» WORK REQUEST: Could you filter the records below and keep only the lines with the word "after"?

# # # # #

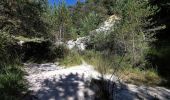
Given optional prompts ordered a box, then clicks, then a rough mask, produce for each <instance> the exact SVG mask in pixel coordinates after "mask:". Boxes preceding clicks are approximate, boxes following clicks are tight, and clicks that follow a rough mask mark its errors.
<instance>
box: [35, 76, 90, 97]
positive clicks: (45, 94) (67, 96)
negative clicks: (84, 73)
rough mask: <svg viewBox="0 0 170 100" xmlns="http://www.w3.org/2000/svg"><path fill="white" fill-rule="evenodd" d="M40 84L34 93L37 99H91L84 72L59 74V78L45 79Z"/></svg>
mask: <svg viewBox="0 0 170 100" xmlns="http://www.w3.org/2000/svg"><path fill="white" fill-rule="evenodd" d="M41 84H42V89H40V90H39V91H38V92H37V93H36V96H37V97H38V99H39V100H92V95H93V93H91V94H89V93H88V87H87V84H86V82H85V80H84V74H81V75H79V74H78V73H75V74H73V73H70V74H68V75H60V77H59V79H57V78H55V77H54V78H53V79H52V80H50V79H46V80H44V81H43V82H42V83H41Z"/></svg>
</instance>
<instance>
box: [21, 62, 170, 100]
mask: <svg viewBox="0 0 170 100" xmlns="http://www.w3.org/2000/svg"><path fill="white" fill-rule="evenodd" d="M25 69H26V71H27V73H28V75H27V76H25V78H26V79H27V80H28V82H29V84H30V87H29V90H30V91H32V93H31V94H32V96H30V97H29V98H28V99H24V100H94V97H95V95H97V94H95V92H94V89H91V88H90V87H89V84H90V81H91V79H92V78H94V79H98V76H100V74H99V73H98V72H97V71H95V70H94V69H93V67H92V66H91V65H88V64H86V63H85V62H84V63H83V64H82V65H79V66H74V67H70V68H66V69H64V68H62V67H60V66H58V65H55V64H52V63H48V64H30V65H28V64H27V65H26V68H25ZM121 87H122V88H119V89H117V90H116V95H115V96H116V97H115V98H116V100H170V90H168V89H165V88H162V87H155V88H152V87H146V86H136V85H130V84H122V86H121Z"/></svg>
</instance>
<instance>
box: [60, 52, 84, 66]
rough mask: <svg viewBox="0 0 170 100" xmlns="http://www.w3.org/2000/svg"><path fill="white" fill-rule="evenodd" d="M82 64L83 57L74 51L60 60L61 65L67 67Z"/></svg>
mask: <svg viewBox="0 0 170 100" xmlns="http://www.w3.org/2000/svg"><path fill="white" fill-rule="evenodd" d="M81 63H82V57H81V56H80V54H79V53H76V52H74V51H70V52H68V54H67V55H66V56H65V57H64V58H62V59H60V64H61V65H63V66H66V67H69V66H75V65H80V64H81Z"/></svg>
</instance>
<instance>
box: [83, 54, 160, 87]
mask: <svg viewBox="0 0 170 100" xmlns="http://www.w3.org/2000/svg"><path fill="white" fill-rule="evenodd" d="M83 59H84V60H85V61H86V62H87V63H89V64H91V65H93V66H94V67H95V69H96V70H98V71H99V72H100V73H101V74H112V73H113V72H114V74H115V75H116V76H118V77H120V79H122V80H123V81H125V82H127V83H132V84H136V85H158V84H160V83H161V77H160V76H159V75H158V73H157V71H156V70H154V69H141V68H138V67H131V66H130V65H129V64H126V63H125V62H124V61H122V62H121V64H120V66H118V64H117V63H118V62H119V60H120V59H114V58H112V57H109V56H103V55H102V54H101V53H99V52H94V51H87V52H86V53H85V54H84V55H83Z"/></svg>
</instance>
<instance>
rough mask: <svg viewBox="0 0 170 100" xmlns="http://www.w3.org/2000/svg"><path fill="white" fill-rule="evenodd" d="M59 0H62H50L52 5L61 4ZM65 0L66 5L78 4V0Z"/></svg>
mask: <svg viewBox="0 0 170 100" xmlns="http://www.w3.org/2000/svg"><path fill="white" fill-rule="evenodd" d="M59 1H61V0H48V2H49V4H50V5H53V4H54V3H56V4H59ZM80 1H85V0H80ZM65 2H66V5H68V6H72V5H75V4H76V2H77V0H65Z"/></svg>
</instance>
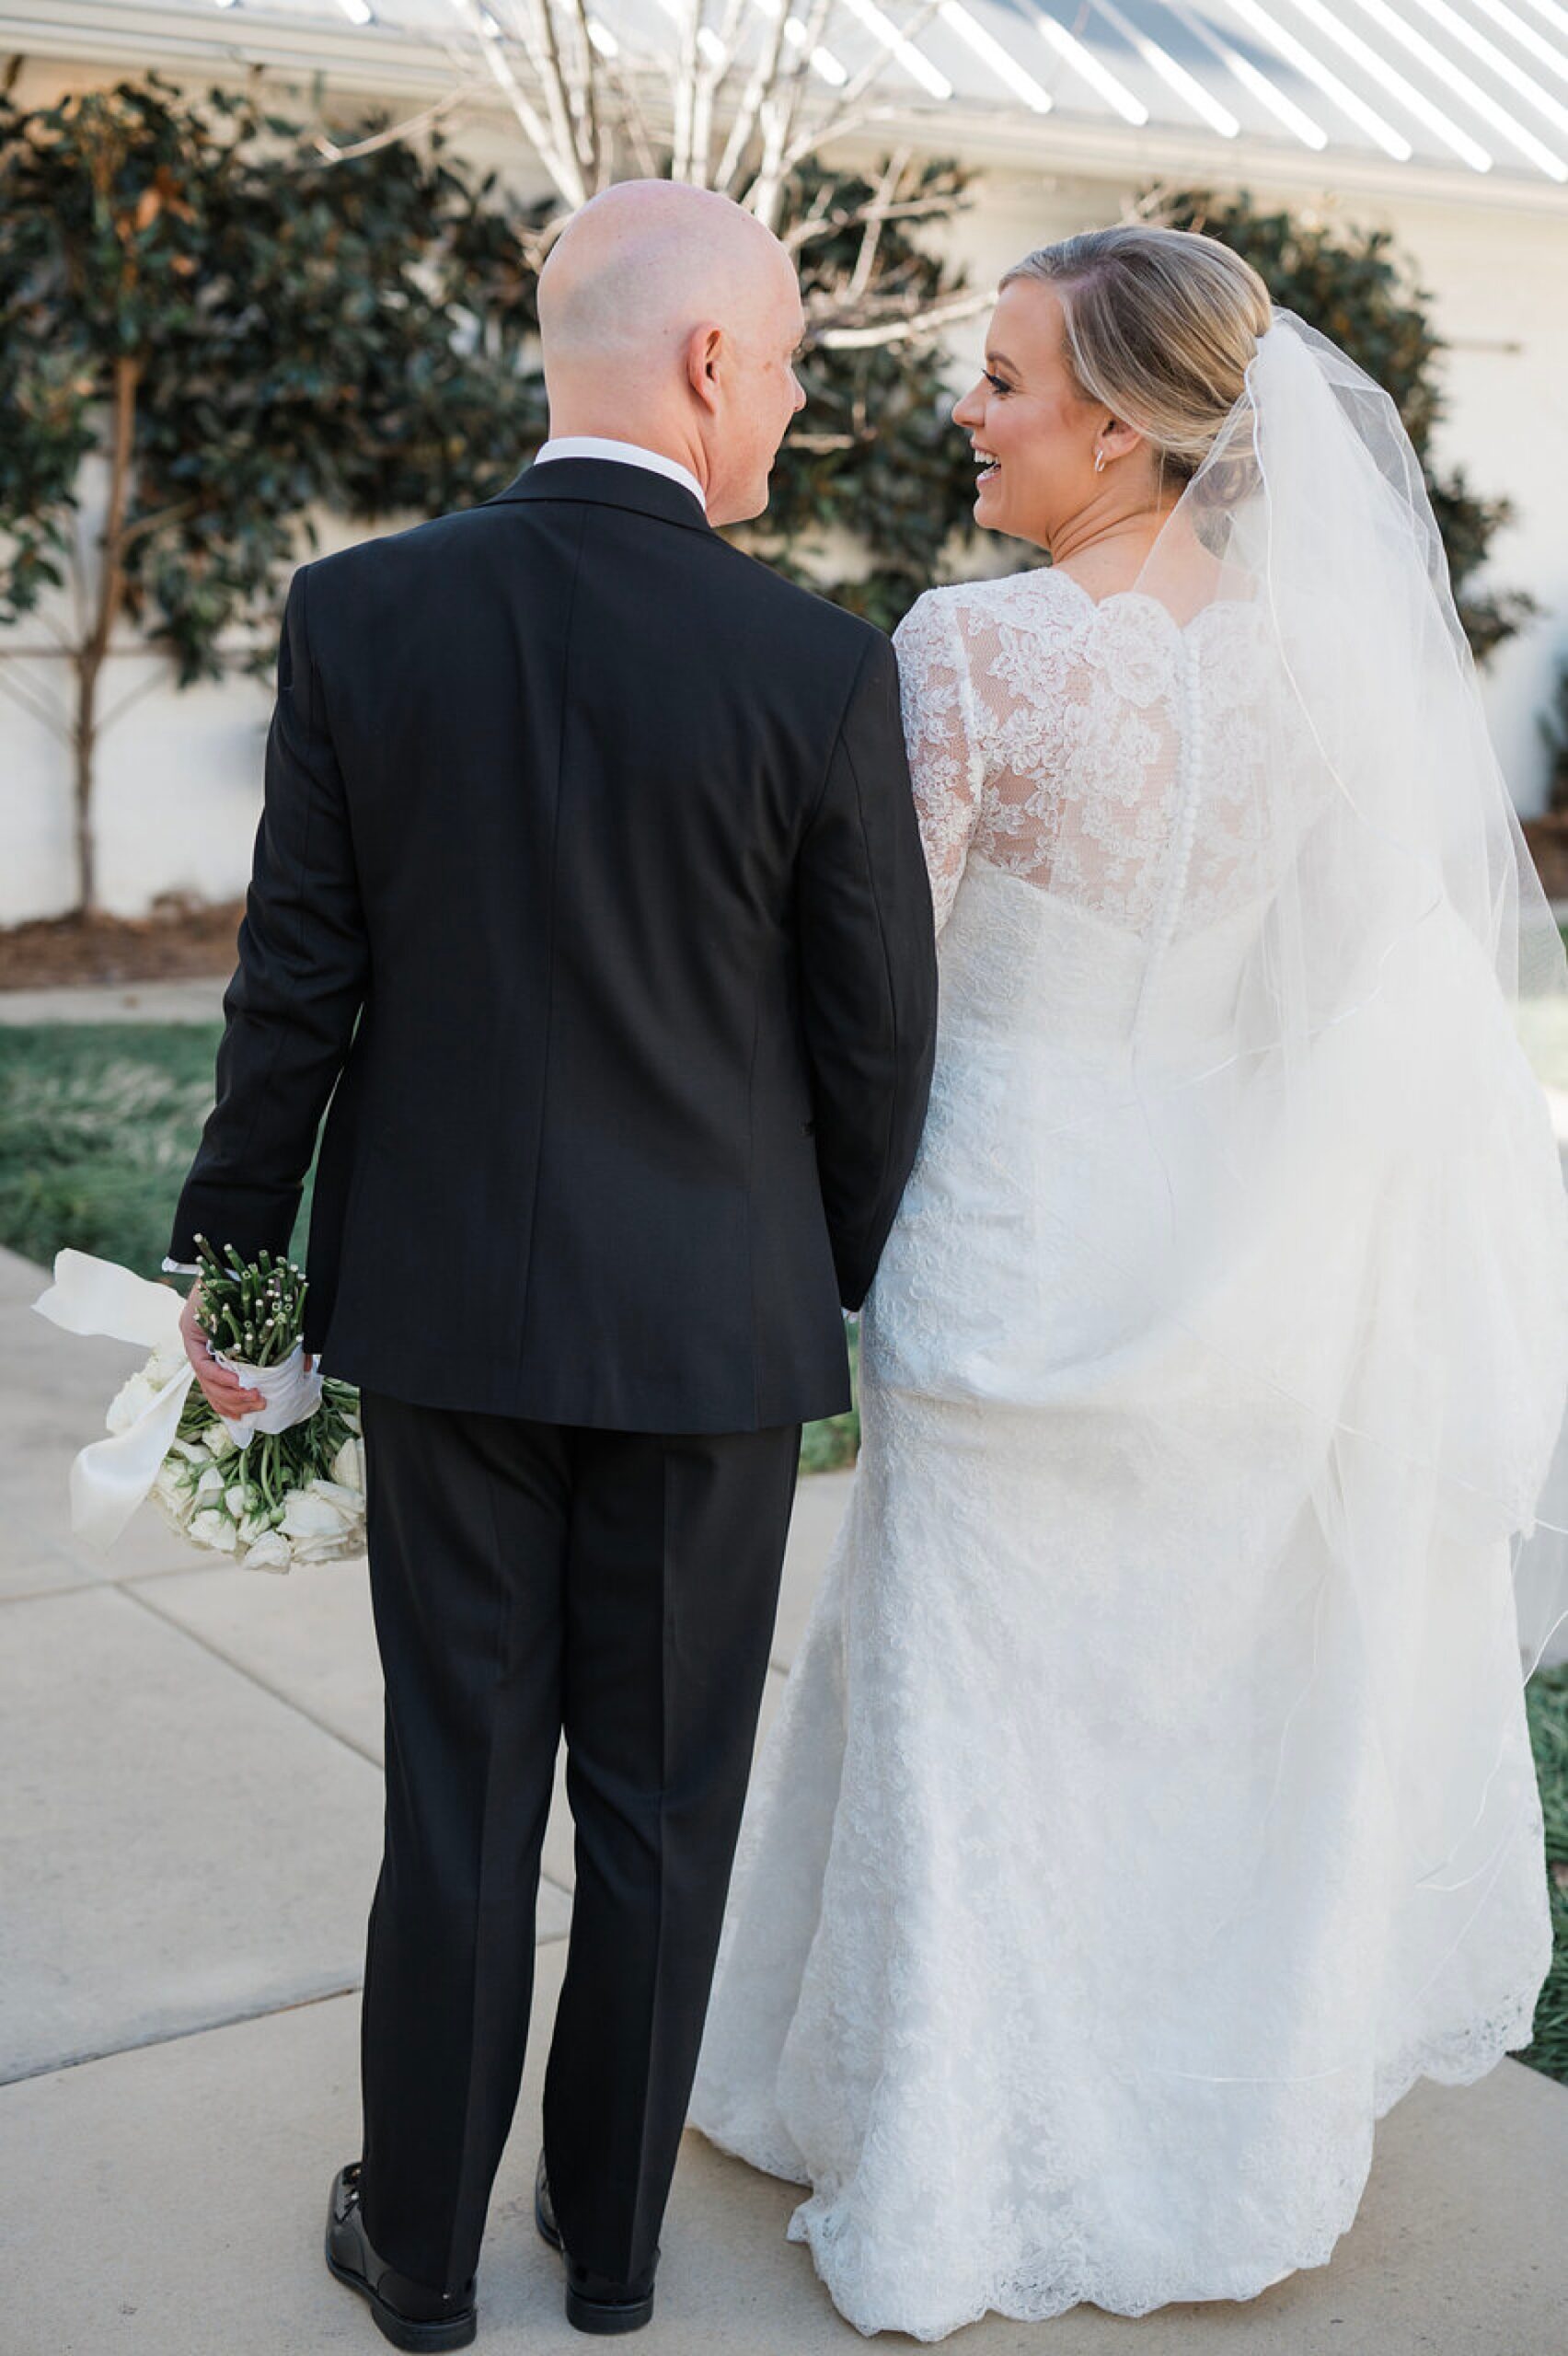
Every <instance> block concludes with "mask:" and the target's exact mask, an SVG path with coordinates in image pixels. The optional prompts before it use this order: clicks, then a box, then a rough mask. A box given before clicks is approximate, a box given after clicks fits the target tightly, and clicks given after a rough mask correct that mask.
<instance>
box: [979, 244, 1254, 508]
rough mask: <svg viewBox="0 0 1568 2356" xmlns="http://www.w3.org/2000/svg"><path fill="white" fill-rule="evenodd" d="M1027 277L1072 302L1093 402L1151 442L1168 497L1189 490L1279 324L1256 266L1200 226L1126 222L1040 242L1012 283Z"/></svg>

# # # # #

» SOLUTION TO THE EXERCISE:
Given optional prompts ordered a box, then clicks, then a rough mask, produce for each <instance> the exact SVG mask in pixel coordinates after "mask:". Boxes preceding clicks are approximate, boxes following clicks are tight, and clicks that follow a rough mask mark its errors.
Every <instance> block concludes with "mask:" and the target's exact mask, an SVG path with coordinates in image pixels. The optional prompts before it use this order: clicks, then a box, then a rough mask. A box given before clicks is approximate, a box given after clicks fits the target tightly, and clicks given after a rough mask correct that mask.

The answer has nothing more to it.